About this exercise:
Your result should be every line of the records below that contains the word "hair".
*-*-*
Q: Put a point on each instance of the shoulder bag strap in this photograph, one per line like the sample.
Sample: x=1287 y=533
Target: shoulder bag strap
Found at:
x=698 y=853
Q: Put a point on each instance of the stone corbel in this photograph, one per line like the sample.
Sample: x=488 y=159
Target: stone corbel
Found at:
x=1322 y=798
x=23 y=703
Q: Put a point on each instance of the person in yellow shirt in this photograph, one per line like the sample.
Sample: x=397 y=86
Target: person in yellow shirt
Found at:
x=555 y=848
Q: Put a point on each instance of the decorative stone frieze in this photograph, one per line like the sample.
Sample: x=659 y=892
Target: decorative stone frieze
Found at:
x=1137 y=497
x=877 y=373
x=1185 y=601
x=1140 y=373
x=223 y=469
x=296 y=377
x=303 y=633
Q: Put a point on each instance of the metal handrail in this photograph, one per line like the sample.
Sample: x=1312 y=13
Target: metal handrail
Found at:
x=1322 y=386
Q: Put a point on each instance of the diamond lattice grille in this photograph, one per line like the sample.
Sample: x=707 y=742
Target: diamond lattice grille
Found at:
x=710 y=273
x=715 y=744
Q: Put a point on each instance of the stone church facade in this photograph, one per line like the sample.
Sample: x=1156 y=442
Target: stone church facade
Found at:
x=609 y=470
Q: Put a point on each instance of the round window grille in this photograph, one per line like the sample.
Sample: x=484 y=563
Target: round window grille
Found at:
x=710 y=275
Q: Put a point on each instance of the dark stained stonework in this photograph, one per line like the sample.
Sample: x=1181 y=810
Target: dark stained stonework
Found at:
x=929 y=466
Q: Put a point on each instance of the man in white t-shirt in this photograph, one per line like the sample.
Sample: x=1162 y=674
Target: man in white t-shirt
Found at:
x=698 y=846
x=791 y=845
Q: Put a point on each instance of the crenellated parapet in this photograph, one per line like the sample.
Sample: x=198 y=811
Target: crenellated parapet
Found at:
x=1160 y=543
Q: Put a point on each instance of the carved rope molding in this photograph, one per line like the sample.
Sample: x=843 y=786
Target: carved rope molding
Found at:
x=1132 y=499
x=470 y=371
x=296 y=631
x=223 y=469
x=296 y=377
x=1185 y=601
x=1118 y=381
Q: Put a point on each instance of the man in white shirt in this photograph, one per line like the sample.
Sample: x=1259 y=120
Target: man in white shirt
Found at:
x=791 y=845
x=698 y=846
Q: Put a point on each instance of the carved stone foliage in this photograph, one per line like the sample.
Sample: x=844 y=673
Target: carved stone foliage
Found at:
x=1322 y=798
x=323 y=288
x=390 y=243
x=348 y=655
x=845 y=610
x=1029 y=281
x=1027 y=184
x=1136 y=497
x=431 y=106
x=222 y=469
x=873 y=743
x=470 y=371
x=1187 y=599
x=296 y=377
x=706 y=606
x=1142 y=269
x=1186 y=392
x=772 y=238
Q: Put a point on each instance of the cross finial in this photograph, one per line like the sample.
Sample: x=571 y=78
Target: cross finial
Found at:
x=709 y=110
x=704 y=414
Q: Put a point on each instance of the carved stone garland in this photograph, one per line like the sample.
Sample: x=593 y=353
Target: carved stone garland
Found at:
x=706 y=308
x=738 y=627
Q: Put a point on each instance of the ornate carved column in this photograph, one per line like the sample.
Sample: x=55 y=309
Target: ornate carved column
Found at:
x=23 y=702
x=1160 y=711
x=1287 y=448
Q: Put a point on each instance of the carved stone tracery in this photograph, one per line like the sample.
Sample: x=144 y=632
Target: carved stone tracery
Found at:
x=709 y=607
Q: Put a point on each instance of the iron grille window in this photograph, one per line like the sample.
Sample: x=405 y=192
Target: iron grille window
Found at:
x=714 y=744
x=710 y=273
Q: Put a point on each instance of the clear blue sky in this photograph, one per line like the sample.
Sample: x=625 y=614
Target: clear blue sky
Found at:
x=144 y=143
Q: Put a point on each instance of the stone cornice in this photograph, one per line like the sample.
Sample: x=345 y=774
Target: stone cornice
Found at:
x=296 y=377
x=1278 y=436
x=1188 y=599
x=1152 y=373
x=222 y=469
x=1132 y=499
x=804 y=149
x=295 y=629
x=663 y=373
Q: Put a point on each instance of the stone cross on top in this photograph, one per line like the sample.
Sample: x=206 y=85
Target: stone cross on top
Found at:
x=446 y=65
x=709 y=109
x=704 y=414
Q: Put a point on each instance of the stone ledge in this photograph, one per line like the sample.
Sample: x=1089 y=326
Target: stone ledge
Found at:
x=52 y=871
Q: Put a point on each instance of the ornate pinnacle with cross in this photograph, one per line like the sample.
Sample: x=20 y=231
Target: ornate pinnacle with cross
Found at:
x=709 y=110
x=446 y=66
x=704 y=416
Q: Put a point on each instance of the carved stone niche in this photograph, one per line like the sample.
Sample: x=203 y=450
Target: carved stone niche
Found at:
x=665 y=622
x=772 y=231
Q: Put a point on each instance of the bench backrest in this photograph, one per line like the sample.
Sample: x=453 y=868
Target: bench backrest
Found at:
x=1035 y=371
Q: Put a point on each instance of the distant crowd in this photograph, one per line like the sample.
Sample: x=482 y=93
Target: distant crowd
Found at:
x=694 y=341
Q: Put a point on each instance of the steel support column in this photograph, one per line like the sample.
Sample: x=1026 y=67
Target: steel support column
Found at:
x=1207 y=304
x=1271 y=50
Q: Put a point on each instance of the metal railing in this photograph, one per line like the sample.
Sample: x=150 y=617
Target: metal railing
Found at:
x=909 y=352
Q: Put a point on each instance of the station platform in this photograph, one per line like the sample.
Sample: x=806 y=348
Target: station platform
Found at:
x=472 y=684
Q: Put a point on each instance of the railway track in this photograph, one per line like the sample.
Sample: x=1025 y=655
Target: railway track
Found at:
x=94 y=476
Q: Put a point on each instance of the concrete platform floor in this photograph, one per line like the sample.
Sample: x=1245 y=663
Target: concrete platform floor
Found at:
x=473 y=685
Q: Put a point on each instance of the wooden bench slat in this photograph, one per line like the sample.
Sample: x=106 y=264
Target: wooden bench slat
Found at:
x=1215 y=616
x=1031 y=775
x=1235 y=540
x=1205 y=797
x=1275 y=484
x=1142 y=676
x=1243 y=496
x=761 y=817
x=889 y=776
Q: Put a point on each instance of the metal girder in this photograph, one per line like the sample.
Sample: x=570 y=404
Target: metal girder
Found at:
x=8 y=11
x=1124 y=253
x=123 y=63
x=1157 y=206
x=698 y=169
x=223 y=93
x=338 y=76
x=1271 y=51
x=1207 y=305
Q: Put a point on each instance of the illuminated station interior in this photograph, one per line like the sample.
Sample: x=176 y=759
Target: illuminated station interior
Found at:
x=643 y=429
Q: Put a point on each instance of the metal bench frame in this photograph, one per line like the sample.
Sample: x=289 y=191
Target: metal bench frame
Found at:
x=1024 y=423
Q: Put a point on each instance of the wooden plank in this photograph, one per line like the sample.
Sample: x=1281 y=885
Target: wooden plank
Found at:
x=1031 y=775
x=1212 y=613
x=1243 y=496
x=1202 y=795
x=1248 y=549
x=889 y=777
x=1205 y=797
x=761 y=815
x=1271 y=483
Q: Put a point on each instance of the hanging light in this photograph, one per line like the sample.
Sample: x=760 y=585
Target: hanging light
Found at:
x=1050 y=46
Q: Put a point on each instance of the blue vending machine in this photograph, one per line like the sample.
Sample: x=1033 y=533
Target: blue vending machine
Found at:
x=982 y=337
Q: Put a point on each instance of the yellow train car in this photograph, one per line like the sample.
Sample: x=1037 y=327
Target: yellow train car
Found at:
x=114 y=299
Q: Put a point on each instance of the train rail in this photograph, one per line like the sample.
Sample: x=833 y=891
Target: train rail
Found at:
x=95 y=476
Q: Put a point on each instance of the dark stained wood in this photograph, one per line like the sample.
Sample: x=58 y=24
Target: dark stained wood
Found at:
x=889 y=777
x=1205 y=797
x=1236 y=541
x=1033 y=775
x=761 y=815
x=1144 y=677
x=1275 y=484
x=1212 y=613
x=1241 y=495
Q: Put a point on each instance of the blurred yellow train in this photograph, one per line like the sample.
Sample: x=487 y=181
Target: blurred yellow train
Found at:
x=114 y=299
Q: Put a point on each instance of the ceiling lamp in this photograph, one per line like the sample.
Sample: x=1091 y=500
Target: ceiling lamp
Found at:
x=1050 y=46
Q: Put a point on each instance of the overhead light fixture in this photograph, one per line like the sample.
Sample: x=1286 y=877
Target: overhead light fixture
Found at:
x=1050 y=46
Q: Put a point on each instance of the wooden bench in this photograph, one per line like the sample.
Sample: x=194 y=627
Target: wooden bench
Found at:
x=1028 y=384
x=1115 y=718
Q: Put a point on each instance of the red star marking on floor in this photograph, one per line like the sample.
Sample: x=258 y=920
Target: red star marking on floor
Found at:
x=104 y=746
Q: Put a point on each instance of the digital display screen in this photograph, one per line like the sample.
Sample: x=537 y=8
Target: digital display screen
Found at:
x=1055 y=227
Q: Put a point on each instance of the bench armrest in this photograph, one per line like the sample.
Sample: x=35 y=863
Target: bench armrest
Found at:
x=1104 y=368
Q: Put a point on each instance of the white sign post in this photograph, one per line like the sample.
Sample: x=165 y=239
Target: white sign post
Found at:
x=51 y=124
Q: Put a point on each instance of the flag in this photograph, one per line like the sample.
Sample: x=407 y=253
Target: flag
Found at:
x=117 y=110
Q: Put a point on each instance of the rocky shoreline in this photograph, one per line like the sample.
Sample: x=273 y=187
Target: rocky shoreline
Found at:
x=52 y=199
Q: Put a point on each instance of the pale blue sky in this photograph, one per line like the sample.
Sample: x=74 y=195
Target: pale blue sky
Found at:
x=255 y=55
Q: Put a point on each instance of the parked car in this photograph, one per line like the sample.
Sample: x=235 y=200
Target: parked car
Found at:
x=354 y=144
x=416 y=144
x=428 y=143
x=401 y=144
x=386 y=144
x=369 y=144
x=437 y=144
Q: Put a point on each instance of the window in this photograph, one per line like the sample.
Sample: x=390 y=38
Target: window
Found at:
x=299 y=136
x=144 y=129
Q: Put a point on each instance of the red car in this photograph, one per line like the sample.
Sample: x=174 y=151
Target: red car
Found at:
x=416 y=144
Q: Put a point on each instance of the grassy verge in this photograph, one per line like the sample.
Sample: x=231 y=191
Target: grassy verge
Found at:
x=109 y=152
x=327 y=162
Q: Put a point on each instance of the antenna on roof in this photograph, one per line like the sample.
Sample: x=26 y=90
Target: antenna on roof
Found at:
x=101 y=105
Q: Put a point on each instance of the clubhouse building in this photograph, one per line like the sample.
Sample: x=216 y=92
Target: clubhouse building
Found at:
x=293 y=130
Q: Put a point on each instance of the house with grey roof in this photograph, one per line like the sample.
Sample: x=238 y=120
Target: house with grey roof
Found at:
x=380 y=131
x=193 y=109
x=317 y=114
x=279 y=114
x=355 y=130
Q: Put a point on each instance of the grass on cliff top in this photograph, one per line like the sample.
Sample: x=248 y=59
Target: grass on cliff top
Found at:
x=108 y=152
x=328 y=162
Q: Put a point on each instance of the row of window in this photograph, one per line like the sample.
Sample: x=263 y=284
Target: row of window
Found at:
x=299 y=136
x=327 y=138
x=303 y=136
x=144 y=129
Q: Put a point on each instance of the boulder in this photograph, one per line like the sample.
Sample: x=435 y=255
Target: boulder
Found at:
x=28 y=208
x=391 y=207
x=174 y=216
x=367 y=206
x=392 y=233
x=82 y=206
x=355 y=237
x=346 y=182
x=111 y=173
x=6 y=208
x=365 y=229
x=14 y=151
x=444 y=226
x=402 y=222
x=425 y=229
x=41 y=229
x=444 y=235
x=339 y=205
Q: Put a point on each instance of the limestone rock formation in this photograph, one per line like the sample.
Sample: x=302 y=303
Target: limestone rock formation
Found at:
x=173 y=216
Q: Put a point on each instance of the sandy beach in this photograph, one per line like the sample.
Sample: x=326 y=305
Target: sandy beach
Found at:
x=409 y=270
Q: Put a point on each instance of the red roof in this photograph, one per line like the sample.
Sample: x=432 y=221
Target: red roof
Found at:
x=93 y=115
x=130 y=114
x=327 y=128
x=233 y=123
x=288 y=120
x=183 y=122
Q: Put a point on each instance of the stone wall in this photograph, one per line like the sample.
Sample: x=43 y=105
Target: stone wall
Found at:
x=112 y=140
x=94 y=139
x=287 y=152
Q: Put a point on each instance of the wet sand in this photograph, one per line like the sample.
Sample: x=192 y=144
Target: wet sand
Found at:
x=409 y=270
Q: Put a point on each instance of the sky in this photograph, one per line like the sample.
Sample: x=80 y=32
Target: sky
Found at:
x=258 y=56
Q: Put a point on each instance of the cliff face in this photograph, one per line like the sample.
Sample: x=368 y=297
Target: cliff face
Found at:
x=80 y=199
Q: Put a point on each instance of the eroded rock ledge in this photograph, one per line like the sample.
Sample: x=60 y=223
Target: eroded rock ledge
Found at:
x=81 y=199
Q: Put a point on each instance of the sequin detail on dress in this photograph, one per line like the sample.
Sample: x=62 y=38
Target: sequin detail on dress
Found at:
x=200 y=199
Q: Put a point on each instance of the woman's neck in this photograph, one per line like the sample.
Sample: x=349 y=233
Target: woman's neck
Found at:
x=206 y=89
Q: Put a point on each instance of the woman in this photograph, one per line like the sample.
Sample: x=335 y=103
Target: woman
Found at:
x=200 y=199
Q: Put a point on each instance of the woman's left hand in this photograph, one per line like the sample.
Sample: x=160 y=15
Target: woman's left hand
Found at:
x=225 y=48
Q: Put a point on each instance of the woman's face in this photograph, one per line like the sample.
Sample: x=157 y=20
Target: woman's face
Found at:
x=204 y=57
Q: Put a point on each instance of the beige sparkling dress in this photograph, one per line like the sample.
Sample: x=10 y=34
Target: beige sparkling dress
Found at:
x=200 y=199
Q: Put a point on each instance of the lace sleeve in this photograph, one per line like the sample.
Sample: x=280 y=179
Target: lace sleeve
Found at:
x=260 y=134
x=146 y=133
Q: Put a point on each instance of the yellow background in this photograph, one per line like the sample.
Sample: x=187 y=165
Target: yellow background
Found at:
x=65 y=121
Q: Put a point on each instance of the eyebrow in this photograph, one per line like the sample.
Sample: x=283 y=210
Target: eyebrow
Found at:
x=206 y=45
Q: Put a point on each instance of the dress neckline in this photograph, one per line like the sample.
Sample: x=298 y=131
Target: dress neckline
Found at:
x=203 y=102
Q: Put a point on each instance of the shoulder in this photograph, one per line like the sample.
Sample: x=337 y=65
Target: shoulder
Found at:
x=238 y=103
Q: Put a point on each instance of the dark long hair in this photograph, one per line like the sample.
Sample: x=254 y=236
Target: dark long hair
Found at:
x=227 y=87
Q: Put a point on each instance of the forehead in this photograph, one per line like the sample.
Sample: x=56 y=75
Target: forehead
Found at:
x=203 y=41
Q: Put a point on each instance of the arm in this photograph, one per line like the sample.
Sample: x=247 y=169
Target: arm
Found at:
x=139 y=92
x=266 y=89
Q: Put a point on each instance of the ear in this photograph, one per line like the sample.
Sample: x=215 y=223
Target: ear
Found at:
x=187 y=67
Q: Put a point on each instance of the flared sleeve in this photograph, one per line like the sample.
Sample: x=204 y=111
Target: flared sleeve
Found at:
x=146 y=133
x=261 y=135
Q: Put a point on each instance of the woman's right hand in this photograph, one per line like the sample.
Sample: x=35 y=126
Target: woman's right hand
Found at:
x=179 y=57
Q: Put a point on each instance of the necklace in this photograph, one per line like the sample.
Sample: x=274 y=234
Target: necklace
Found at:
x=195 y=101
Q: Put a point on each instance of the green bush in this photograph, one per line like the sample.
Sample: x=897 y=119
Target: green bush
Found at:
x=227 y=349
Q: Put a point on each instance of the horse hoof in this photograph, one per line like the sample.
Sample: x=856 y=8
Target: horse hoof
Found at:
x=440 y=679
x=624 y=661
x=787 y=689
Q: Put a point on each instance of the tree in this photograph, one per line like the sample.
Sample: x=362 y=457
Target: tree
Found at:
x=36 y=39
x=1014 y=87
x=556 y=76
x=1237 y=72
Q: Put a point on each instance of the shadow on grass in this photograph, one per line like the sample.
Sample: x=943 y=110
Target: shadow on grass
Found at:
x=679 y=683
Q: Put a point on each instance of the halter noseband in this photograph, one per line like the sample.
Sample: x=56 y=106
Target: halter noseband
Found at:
*-*-*
Reply to the exercise:
Q: Put a point on each instance of the dark long hair in this photograph, one per line like the sample.
Target: dark long hair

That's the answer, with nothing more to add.